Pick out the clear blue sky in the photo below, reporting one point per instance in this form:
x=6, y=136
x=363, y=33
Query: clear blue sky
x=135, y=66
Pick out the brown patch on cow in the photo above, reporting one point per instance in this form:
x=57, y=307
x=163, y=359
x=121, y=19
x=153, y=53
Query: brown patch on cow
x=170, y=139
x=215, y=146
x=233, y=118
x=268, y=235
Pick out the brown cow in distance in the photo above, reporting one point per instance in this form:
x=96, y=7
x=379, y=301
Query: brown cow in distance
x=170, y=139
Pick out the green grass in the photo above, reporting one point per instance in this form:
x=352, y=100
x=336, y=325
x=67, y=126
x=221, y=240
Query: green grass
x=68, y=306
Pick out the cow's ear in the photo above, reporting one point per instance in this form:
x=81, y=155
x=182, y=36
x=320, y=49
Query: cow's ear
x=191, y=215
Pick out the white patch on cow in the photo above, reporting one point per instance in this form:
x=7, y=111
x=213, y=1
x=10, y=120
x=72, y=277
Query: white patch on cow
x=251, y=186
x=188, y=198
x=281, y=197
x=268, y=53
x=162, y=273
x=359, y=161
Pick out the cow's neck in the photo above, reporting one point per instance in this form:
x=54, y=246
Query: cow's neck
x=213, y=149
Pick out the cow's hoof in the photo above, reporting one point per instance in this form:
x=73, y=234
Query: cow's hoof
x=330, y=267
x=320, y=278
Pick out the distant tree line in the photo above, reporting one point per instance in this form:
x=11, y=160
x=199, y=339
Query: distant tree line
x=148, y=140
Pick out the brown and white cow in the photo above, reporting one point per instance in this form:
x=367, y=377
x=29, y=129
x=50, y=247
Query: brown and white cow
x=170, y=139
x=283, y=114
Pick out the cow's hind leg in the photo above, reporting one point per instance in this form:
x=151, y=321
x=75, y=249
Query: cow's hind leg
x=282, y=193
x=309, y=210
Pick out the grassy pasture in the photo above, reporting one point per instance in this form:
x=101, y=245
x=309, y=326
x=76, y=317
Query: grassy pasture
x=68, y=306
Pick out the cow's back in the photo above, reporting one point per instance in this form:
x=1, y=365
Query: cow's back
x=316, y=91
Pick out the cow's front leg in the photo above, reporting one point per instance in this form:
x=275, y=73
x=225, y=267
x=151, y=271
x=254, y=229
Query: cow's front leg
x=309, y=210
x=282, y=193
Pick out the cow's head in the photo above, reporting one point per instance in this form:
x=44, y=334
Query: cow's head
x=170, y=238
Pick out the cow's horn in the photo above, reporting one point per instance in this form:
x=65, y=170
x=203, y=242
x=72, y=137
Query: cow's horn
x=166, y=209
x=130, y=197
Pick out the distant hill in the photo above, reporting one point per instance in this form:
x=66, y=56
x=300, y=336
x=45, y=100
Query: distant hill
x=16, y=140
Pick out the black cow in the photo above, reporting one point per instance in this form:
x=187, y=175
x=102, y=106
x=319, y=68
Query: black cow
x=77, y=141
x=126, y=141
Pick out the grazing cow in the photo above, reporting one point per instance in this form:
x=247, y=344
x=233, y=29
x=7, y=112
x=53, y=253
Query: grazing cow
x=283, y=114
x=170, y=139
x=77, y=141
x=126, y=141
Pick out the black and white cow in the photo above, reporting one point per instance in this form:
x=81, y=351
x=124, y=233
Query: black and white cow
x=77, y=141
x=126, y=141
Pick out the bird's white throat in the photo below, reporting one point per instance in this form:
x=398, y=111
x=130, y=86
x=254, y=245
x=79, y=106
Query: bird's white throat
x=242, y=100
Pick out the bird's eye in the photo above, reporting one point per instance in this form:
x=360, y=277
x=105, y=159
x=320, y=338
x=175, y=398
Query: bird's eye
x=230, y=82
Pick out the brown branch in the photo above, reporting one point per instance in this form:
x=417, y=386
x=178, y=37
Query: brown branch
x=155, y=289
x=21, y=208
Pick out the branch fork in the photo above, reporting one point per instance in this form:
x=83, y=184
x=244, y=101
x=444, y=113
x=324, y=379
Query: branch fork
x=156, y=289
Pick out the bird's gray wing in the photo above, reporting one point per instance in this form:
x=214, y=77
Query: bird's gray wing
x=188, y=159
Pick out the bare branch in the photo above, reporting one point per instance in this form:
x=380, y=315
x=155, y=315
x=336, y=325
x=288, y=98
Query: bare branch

● ● ● ● ●

_Problem_. Stop at the line containing "x=153, y=53". Please print exactly every line before it from the start of the records, plus that line itself, and nothing else.

_Result of the task_.
Pick out the clear blue sky in the photo below, reporting one point per instance in this form:
x=6, y=136
x=363, y=33
Query: clear blue sky
x=135, y=66
Pick out the brown patch on cow in the photo above, reporting one point per instance in this form:
x=57, y=307
x=163, y=359
x=121, y=19
x=153, y=53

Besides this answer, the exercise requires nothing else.